Reproduce the material below without any change, starting at the line containing "The client would like the man's arm" and ending at the line containing "[140,32,201,75]", with both of those lines included.

======== GIVEN INFORMATION

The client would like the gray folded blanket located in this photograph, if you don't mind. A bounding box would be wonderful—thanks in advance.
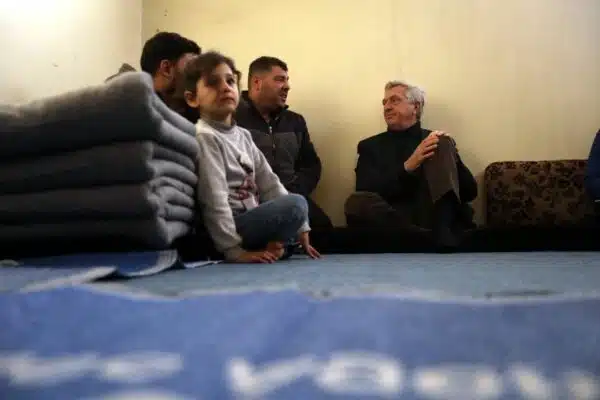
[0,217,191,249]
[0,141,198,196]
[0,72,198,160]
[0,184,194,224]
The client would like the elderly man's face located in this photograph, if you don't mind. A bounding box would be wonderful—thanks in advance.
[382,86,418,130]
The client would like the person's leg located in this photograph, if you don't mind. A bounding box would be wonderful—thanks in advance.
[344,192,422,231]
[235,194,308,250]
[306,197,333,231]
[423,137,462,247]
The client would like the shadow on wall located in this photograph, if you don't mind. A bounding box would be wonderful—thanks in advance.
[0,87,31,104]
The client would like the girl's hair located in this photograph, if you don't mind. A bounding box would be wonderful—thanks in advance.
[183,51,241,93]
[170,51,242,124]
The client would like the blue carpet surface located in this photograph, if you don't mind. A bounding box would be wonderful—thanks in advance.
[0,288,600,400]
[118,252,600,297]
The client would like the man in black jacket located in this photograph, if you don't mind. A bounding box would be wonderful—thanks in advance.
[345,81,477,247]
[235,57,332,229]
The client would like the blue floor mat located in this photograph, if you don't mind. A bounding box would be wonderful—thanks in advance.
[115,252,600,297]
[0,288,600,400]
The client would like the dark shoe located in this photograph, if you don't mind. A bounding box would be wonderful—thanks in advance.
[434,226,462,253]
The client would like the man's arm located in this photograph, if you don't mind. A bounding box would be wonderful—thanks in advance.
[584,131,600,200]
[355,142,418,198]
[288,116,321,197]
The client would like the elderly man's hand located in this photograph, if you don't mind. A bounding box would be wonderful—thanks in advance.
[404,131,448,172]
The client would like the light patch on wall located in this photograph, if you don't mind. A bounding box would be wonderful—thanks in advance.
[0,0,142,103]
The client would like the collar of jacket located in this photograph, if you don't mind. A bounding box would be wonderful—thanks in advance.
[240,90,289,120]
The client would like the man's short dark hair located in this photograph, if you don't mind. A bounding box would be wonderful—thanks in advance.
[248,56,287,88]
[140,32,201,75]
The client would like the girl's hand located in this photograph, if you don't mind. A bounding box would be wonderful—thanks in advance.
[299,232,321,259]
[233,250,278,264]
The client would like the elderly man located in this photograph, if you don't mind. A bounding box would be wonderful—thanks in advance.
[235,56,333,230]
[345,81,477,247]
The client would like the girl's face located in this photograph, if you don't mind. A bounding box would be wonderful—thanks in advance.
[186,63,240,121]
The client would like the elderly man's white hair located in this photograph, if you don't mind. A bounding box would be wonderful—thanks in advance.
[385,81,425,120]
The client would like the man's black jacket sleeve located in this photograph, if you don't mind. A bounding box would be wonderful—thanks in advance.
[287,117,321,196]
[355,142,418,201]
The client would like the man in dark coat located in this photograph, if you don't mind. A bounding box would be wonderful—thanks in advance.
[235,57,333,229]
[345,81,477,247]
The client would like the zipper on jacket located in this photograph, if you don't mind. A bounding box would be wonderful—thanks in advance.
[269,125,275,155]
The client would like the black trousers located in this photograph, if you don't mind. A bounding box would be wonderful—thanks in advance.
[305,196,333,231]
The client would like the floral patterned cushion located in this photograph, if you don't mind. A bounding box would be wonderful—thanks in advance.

================
======== GIVEN INFORMATION

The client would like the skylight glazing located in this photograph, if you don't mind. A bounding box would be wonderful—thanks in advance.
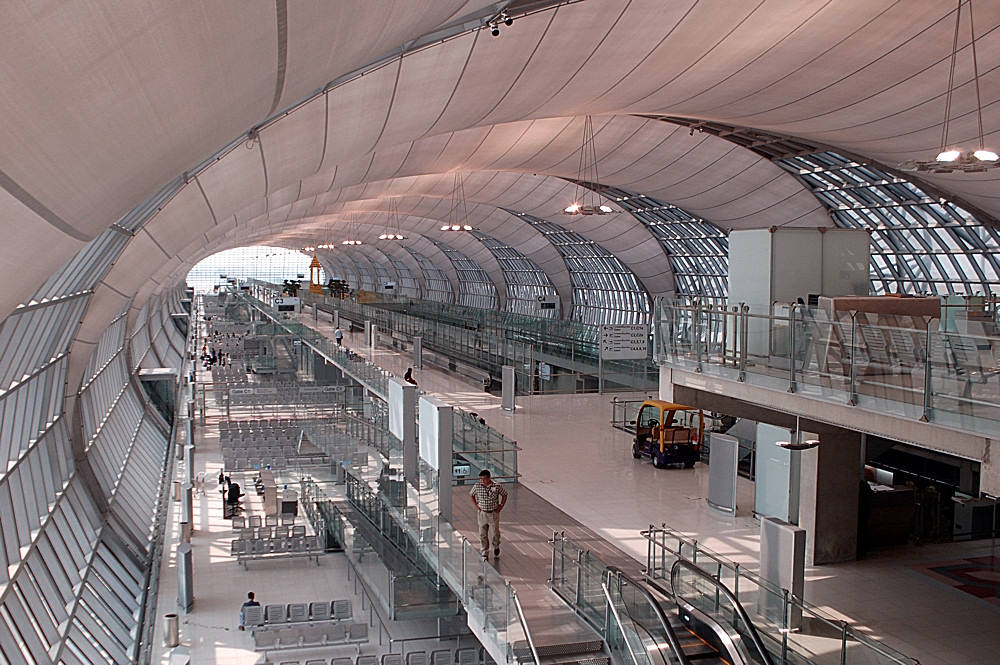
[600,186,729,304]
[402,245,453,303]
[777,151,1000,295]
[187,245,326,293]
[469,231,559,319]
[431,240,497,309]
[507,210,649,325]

================

TASK RESULT:
The client would like the man's arm located in this photograph, if you don't mind. A bounding box would be wonderful—thanks in advance.
[584,131,600,200]
[355,142,418,198]
[288,116,321,197]
The client would like the elderly man's hand located in this photograph, if you don't mind. A bounding box would be wonderful—thanks in advance.
[404,131,448,172]
The client would like the light patch on wall located in this photograph, if you don't mind. A bounding box would be wonderful—thanks in advance.
[0,0,142,103]
The client would like the collar of jacket located in this photograph, if you don't mind. A bounding box would be wonderful—thanks in advance.
[240,90,289,120]
The client would like the man's short dark hair located in this photograph, if you don't mind. A bounding box would be wonderful—thanks in advance.
[248,56,287,88]
[140,32,201,75]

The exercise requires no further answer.